Extract provided:
● ● ●
Bird banding (or ringing if you’re in the Old World) is considered one of the most effective ways of monitoring avian population, migration, and species diversity. Some authorities argue that capture, tagging, and subsequent recapture is the field biologist’s most important tool for enumerating and quantifying the status of wild populations. But is there a better way to count birds than to capture them?
A release from the British Ecological Society points to a significant improvement in the methodology of monitoring cryptic species:
Ecologists have at last worked out a way of using recordings of birdsong to accurately measure the size of bird populations. This is the first time sound recordings from a microphone array have been translated into accurate estimates of bird species’ populations… Developed by Deanna Dawson of the US Geological Survey and Murray Efford of the University of Otago, New Zealand, the technique is an innovative combination of sound recording with spatially explicit capture-recapture (SECR), a new version of one of ecologists’ oldest tools for monitoring animal populations.
● ● ●
Data records:
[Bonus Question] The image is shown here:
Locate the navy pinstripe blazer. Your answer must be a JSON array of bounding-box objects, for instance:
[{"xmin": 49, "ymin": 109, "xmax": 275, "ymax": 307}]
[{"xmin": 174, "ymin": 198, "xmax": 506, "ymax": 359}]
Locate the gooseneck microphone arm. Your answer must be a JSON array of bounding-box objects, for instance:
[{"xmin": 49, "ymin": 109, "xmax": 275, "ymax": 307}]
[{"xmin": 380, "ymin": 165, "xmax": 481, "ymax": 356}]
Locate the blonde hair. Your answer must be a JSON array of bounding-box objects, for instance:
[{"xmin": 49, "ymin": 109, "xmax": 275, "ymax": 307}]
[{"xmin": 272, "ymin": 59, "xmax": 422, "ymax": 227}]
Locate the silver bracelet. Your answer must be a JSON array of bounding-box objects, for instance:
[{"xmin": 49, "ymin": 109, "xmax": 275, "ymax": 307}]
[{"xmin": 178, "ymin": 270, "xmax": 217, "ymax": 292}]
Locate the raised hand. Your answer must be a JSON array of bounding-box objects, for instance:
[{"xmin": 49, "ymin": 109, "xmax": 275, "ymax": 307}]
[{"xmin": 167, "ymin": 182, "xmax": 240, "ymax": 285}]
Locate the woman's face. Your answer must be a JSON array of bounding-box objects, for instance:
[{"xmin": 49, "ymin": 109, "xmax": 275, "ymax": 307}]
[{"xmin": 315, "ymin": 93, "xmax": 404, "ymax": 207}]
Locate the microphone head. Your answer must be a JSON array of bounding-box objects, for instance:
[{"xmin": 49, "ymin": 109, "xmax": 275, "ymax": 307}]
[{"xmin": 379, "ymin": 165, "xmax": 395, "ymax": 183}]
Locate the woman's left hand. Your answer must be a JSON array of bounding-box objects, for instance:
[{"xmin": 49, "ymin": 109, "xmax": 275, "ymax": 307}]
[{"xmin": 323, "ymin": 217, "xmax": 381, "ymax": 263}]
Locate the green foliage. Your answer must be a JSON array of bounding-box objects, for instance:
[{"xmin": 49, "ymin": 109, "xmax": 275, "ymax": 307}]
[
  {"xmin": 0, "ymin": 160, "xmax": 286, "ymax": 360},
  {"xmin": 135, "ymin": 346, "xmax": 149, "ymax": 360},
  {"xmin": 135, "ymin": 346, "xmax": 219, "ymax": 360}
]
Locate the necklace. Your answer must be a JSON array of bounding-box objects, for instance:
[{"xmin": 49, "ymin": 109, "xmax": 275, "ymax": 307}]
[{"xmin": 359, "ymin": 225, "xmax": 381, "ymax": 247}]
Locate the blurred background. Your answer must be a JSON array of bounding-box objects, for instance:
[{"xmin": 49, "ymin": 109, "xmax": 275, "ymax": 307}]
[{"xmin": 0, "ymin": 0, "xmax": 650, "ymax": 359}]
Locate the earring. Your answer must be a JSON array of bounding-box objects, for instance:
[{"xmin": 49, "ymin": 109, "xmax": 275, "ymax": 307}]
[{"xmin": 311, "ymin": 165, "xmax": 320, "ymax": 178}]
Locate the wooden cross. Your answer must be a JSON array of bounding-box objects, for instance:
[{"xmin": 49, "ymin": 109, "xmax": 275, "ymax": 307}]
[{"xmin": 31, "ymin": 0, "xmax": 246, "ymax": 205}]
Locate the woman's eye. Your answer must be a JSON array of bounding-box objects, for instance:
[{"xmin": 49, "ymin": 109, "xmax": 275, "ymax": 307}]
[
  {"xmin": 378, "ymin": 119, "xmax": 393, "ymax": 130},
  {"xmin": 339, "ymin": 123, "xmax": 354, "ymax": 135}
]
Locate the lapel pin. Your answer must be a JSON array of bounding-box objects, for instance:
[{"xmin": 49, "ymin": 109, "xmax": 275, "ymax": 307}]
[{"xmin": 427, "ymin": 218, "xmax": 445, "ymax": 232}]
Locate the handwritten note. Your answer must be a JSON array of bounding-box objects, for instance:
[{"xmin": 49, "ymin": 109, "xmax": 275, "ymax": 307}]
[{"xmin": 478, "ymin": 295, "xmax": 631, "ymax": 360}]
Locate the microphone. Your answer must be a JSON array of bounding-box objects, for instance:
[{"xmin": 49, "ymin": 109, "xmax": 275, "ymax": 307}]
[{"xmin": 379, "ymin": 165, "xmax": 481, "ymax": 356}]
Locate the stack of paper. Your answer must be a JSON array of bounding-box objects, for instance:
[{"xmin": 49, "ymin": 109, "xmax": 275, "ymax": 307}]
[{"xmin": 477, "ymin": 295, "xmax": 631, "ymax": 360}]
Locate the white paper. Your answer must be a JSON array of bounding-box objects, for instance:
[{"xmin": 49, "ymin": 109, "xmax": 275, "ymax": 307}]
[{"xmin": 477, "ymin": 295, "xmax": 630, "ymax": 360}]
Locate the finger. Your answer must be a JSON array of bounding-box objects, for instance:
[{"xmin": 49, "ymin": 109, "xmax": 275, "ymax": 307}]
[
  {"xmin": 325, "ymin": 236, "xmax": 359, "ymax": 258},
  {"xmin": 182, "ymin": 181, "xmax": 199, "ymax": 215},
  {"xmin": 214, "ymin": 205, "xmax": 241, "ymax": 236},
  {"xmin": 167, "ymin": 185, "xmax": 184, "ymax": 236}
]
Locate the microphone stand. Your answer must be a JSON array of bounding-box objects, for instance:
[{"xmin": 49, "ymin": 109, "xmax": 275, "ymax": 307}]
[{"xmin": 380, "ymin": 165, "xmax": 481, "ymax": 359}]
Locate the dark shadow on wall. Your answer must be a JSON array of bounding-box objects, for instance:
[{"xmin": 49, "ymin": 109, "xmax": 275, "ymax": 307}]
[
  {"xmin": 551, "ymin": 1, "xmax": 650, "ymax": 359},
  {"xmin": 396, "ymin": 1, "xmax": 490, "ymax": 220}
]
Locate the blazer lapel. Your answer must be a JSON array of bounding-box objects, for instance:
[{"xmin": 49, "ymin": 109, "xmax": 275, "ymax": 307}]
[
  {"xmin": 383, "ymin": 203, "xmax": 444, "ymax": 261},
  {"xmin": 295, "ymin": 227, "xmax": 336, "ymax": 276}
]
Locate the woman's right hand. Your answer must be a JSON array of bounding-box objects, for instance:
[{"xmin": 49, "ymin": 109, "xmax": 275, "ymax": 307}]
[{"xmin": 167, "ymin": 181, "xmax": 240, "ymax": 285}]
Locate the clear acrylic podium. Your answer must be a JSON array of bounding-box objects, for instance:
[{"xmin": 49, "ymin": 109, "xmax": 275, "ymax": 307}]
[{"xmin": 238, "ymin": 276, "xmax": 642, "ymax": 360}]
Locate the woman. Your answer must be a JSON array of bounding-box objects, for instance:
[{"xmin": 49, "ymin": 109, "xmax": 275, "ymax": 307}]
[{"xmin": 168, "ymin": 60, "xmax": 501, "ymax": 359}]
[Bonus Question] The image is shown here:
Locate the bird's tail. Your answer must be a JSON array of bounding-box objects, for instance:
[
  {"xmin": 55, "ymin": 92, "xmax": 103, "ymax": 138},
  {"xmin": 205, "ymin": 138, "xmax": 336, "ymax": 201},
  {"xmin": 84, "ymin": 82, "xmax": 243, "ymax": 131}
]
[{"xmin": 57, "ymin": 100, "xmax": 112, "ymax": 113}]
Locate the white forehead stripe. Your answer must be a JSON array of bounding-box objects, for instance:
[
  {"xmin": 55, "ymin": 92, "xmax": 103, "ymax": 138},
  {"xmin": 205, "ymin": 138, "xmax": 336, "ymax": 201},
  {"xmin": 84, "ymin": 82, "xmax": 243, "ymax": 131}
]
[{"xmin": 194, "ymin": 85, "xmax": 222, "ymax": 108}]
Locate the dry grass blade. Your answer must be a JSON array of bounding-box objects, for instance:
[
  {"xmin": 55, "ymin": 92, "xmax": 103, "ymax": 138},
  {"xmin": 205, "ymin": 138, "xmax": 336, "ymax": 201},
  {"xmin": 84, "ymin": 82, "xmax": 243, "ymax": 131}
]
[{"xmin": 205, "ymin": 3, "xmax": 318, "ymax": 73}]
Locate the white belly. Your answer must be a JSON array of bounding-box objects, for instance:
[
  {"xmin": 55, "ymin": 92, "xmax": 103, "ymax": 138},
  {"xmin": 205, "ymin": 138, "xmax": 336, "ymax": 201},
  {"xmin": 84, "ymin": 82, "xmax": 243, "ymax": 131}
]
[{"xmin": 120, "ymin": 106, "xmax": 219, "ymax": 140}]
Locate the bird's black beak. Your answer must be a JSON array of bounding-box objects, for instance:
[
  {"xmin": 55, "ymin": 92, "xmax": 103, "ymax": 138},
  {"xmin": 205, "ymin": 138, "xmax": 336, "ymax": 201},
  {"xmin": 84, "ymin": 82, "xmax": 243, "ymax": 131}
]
● ● ●
Required tasks:
**a)** Quote the passage on counting birds, beginning at the words "Bird banding (or" and stopping after "to capture them?".
**b)** Decide whether each statement agrees with the passage on counting birds. Give yes or no and quote the words that settle it.
(i) Bird banding is known as ringing in the Old World.
(ii) The two developers of the new technique work at the same university.
(iii) The technique relies on recordings from a single microphone.
**c)** Answer these questions from the passage on counting birds.
(i) Which organization put out the release?
(ii) What does SECR stand for?
(iii) What three things is bird banding called effective at monitoring?

Task responses:
**a)**
Bird banding (or ringing if you’re in the Old World) is considered one of the most effective ways of monitoring avian population, migration, and species diversity. Some authorities argue that capture, tagging, and subsequent recapture is the field biologist’s most important tool for enumerating and quantifying the status of wild populations. But is there a better way to count birds than to capture them?

**b)**
(i) Yes: "Bird banding (or ringing if you’re in the Old World)"
(ii) No: "Deanna Dawson of the US Geological Survey and Murray Efford of the University of Otago, New Zealand"
(iii) No: "sound recordings from a microphone array"

**c)**
(i) The British Ecological Society
(ii) Spatially explicit capture-recapture
(iii) Avian population, migration, and species diversity